Brief — Take the lines below beginning at the line that has "Query: motorbike headlight" and stopping after the line that has "The pointer SHOULD provide one marker per instance of the canvas", and print them exactly as they are, with no other lines.

Collection entries

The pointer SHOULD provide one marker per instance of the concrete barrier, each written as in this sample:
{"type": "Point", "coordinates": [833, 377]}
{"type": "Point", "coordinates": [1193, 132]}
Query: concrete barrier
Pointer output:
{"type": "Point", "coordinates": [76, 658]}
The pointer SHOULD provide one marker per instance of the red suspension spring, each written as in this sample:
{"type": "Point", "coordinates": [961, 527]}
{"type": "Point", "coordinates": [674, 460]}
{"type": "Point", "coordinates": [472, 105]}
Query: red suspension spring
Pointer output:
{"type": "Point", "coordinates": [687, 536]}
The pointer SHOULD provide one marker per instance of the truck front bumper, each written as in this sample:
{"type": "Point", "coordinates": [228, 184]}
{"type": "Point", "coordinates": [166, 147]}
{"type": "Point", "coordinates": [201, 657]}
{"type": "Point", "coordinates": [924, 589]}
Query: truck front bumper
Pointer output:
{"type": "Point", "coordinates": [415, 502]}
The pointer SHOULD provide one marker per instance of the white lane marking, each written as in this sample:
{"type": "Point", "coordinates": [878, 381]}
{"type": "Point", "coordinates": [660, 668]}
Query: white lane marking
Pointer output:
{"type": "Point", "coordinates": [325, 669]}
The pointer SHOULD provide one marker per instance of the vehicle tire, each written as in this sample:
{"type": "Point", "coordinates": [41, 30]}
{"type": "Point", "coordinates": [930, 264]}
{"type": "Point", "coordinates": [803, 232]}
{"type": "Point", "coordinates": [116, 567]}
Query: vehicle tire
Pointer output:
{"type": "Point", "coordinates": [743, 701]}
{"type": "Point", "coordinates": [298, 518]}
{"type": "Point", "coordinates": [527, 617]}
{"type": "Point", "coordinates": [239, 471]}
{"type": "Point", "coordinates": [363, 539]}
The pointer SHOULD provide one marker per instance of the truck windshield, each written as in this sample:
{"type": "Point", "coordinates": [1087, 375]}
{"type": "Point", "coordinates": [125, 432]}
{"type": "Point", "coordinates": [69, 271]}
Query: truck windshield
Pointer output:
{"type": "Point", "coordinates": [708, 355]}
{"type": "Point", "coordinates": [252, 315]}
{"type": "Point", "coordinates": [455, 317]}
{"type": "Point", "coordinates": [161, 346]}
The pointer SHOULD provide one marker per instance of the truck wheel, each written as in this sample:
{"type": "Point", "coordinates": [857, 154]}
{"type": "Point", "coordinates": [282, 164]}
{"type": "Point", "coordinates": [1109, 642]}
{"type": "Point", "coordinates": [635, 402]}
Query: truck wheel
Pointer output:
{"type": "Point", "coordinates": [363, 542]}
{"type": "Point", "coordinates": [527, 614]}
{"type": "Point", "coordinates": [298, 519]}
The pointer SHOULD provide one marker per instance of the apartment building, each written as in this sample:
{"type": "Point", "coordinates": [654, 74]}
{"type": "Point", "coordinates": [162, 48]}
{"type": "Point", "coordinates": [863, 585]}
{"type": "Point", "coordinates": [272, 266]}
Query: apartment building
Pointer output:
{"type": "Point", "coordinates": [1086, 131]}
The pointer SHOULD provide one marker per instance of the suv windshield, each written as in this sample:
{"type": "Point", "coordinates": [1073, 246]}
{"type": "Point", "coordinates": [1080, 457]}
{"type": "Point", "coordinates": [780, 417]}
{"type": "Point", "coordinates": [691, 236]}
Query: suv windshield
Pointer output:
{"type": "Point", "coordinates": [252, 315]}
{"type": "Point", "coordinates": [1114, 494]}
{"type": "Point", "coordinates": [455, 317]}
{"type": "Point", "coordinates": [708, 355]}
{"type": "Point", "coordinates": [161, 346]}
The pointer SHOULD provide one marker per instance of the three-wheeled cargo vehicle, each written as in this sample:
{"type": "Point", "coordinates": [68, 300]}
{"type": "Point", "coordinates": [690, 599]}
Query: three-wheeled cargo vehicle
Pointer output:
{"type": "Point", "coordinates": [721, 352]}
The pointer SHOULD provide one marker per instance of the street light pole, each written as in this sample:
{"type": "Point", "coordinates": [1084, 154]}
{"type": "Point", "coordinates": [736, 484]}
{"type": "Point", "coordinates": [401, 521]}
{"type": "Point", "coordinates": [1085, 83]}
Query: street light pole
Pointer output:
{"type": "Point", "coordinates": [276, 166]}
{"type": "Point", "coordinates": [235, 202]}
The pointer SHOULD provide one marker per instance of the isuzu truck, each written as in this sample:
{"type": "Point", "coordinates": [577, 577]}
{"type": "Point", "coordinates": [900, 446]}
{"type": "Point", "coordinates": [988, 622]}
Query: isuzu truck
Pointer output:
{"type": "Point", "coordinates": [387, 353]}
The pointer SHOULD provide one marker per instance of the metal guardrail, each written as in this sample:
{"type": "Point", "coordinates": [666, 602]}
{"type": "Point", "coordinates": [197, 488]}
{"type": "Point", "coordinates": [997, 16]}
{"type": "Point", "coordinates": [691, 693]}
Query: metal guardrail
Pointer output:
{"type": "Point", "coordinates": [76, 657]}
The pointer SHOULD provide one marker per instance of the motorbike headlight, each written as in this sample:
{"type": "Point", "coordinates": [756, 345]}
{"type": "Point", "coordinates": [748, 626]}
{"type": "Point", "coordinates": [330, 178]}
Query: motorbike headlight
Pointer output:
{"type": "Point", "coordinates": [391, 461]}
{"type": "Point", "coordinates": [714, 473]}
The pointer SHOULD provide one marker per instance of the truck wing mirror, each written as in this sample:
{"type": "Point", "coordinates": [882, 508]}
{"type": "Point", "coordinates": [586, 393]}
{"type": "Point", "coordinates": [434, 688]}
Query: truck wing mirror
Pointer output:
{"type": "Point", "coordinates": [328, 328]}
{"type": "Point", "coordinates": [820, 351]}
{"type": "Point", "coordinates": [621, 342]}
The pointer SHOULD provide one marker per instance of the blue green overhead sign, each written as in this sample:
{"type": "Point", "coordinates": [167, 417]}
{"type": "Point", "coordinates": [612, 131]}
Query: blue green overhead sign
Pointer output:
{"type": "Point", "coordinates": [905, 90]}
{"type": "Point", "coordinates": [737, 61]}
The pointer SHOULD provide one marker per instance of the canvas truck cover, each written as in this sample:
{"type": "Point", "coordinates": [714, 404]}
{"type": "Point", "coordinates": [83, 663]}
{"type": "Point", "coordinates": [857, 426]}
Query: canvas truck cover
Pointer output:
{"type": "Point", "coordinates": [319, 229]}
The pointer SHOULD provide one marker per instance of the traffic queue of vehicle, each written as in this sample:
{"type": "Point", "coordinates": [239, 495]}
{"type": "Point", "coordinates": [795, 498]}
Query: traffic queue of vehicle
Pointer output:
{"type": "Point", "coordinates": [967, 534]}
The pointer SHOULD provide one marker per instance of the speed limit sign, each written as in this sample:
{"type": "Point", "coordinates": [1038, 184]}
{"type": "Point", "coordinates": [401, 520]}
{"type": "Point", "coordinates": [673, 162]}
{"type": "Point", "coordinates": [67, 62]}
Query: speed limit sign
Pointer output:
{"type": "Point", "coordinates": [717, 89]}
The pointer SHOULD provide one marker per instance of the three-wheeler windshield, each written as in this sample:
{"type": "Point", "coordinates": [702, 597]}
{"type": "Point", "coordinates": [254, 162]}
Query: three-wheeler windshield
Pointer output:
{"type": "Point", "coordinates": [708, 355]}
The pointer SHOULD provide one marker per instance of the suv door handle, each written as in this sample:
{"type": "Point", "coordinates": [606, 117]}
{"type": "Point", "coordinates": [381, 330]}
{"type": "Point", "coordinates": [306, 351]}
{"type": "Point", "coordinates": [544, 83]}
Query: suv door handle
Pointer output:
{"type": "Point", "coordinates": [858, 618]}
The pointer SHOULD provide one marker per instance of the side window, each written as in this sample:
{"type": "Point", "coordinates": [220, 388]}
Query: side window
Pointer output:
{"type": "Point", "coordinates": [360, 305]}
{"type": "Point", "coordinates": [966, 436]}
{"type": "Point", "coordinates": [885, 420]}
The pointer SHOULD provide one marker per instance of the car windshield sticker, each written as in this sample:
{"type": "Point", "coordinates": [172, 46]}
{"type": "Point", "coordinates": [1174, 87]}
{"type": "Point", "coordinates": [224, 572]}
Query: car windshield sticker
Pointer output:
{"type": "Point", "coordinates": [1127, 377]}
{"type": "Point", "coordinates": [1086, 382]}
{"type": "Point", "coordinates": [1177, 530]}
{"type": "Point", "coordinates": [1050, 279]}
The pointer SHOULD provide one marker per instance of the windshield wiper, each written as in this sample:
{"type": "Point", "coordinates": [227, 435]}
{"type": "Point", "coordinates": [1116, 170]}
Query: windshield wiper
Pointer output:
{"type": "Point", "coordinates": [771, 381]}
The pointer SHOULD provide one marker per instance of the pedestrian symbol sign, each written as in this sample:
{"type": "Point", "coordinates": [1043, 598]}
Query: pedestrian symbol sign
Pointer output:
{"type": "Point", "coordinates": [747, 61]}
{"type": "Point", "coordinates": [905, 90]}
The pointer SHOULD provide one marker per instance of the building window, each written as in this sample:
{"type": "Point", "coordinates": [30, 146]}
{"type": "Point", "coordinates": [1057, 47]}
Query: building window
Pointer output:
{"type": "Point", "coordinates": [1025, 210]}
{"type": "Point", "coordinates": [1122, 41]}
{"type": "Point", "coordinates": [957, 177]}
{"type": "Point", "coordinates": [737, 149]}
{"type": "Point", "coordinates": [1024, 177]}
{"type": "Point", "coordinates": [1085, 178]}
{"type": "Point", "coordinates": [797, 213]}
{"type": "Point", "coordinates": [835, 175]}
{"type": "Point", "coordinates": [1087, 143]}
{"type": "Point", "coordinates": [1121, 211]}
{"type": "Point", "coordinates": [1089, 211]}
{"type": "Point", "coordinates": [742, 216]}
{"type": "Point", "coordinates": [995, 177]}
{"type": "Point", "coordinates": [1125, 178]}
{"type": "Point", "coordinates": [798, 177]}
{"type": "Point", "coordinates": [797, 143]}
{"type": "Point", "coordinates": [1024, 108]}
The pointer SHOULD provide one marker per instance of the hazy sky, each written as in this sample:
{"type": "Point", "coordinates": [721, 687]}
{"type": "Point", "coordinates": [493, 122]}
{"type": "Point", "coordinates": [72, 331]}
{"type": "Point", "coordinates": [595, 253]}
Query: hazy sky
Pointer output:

Output for this task —
Query: motorbike headlight
Pointer output:
{"type": "Point", "coordinates": [391, 461]}
{"type": "Point", "coordinates": [714, 473]}
The pointer SHOULD provide one marker per instance of the truck wing mirror, each written as in this sample:
{"type": "Point", "coordinates": [882, 508]}
{"type": "Point", "coordinates": [586, 393]}
{"type": "Point", "coordinates": [434, 688]}
Query: truck wing mirror
Pointer output:
{"type": "Point", "coordinates": [328, 328]}
{"type": "Point", "coordinates": [820, 351]}
{"type": "Point", "coordinates": [621, 342]}
The pointer SHOULD provide one marker per instance of the blue green overhead sign, each written as in this sample:
{"type": "Point", "coordinates": [167, 417]}
{"type": "Point", "coordinates": [612, 131]}
Query: blue green overhead sign
Pointer output:
{"type": "Point", "coordinates": [905, 90]}
{"type": "Point", "coordinates": [737, 61]}
The pointer SHOULD provide one marker per instance of the canvas truck cover, each written as in this sample:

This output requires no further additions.